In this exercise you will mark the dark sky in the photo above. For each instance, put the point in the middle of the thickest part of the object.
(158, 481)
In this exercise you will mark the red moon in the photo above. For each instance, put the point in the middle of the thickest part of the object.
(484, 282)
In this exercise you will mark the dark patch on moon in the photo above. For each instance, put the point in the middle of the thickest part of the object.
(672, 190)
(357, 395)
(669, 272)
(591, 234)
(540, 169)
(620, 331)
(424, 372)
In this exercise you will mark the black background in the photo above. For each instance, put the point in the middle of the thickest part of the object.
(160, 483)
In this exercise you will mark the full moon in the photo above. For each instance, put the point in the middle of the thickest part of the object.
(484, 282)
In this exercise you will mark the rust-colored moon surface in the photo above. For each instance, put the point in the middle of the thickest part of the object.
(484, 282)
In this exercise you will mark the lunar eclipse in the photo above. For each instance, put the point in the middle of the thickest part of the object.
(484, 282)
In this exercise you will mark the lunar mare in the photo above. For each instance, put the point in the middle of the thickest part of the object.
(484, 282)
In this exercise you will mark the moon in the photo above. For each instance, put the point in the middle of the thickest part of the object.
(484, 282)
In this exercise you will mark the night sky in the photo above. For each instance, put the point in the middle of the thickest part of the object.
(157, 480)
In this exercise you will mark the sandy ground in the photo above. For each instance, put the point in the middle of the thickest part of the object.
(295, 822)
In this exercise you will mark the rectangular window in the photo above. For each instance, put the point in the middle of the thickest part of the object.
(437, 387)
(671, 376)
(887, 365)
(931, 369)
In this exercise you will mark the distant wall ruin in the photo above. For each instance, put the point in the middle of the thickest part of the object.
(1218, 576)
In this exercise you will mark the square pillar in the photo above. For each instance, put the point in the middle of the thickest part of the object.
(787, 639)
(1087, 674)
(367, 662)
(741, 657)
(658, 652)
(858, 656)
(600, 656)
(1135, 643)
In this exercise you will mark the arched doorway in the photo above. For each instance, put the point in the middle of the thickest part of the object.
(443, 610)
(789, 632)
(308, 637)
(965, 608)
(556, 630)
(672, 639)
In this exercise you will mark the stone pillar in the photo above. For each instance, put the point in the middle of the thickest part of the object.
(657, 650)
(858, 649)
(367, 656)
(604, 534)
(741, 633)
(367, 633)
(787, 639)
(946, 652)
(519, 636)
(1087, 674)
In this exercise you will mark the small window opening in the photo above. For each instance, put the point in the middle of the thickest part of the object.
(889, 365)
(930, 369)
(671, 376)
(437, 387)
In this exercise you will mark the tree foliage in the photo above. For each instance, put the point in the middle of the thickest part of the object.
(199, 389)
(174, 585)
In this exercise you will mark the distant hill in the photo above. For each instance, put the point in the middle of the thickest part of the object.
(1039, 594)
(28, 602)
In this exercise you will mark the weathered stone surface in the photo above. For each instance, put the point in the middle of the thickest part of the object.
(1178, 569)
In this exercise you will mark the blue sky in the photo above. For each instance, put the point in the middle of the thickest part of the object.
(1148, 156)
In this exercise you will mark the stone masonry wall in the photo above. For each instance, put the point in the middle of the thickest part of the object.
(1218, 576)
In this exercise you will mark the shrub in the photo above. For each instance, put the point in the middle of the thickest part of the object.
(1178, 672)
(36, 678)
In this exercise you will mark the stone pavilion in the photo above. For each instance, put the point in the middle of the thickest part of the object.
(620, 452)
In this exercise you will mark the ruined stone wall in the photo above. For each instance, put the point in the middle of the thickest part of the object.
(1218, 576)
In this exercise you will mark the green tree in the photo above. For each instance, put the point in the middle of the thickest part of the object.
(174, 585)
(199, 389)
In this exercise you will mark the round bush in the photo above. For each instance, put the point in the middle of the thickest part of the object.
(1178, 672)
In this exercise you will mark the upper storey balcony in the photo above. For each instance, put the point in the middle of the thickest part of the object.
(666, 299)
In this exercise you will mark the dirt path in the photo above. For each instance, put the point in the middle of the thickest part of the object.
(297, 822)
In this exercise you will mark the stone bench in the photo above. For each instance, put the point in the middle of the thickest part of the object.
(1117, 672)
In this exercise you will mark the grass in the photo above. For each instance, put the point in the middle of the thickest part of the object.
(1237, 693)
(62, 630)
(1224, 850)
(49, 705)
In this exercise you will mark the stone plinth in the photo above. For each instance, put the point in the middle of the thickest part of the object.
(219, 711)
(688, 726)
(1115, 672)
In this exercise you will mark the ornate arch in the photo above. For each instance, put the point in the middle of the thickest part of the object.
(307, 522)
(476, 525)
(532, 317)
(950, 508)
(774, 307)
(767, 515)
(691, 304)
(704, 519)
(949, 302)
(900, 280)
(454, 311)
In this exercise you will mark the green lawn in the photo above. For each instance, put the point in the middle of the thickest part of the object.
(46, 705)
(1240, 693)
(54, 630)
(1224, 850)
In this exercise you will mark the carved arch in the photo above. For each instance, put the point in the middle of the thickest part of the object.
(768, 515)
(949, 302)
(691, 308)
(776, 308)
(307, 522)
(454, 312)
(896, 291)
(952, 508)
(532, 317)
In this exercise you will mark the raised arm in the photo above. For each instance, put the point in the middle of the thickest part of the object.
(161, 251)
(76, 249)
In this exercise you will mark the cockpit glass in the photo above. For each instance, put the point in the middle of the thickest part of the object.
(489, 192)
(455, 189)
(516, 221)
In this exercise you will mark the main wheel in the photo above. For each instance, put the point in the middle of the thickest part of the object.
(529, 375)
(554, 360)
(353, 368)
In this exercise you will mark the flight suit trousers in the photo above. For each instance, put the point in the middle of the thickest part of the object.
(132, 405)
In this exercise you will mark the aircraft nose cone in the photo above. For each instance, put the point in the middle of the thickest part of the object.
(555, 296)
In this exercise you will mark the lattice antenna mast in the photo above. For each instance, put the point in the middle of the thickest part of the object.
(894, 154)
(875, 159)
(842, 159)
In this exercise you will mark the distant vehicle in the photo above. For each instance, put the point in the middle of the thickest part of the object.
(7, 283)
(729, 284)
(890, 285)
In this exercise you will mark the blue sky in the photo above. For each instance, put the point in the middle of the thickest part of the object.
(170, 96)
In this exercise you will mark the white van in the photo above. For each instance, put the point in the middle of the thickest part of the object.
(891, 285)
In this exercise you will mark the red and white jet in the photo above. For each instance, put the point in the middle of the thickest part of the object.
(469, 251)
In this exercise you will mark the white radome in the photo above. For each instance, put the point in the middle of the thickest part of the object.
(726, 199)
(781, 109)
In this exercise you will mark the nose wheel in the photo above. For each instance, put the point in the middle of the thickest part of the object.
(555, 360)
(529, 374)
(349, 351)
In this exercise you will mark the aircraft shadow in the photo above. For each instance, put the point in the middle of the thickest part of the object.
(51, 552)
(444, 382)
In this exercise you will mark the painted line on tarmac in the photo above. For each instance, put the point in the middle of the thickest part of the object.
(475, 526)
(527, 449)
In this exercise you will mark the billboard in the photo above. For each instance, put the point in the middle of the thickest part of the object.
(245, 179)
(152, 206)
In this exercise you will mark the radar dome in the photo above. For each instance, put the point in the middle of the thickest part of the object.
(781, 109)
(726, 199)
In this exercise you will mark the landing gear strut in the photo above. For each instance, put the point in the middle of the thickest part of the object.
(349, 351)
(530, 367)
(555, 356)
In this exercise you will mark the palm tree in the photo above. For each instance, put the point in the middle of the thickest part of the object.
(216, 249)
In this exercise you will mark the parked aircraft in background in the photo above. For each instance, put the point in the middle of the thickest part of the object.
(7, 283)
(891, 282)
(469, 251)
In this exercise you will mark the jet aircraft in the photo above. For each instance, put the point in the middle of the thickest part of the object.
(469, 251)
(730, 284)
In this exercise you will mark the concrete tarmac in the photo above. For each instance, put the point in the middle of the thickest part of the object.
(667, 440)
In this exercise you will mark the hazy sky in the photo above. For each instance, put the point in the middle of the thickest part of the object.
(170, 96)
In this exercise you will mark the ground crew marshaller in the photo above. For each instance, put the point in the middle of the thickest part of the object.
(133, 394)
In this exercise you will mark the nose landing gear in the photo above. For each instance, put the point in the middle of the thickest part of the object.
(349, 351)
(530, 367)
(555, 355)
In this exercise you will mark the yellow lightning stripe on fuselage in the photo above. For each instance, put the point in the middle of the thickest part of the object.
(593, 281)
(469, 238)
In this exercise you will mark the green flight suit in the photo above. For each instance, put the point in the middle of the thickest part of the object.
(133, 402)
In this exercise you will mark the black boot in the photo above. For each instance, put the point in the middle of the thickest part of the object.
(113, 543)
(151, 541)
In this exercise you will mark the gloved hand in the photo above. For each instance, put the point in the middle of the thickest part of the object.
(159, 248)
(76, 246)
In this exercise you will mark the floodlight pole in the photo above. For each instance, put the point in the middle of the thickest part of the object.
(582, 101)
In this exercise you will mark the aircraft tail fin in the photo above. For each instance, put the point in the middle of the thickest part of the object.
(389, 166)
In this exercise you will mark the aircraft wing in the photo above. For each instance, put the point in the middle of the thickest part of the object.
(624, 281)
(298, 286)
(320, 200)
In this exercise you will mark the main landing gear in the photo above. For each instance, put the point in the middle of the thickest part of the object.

#####

Copy out everything from the line containing "In this exercise you will mark the gloved" down to the last of the lines, swapping "aircraft" for "airplane" and changing nothing else.

→ Output
In this exercise you will mark the gloved hand in the photo above. For each instance, put the point in the middle of the thickest part of the object.
(159, 248)
(76, 246)
In this exercise you will mark the floodlight pole in the photo above. For each instance, put the point in the middle of the thickest part of the object.
(582, 101)
In this exercise you will mark the airplane tail fin in the photo above. For each instance, put the point in the middle of the thickest part of the object.
(389, 166)
In this exercise you will mark the airplane wing in the photo above. For each instance, put the point in the middle of the thickest part of the object.
(624, 281)
(298, 286)
(320, 200)
In this exercise you will mark the main landing gear in the photo above. For each instance, put the point in the middle of the thickest part of the object.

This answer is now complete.